> _Problem to solve_:
Apart from the images, reproduce every record word for word.

> _Input records_:
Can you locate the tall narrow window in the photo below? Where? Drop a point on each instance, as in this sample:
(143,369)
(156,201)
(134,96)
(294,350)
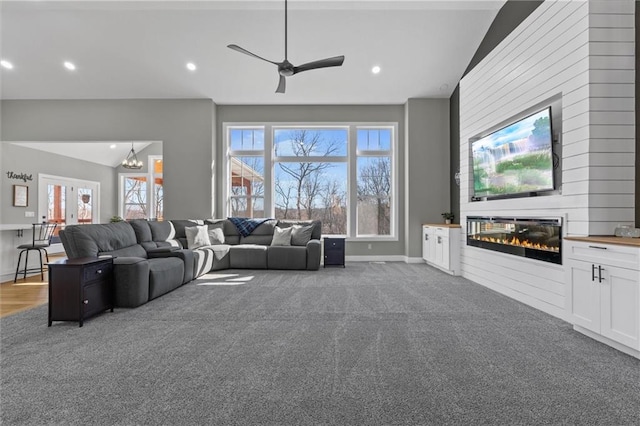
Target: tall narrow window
(374,181)
(246,172)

> _Solved problem_:
Can you locate the tall narrow window in the photo below? Where? Drop a point on each instance, as in this sample:
(143,369)
(156,201)
(134,96)
(294,350)
Target: tall narrow window
(374,181)
(246,172)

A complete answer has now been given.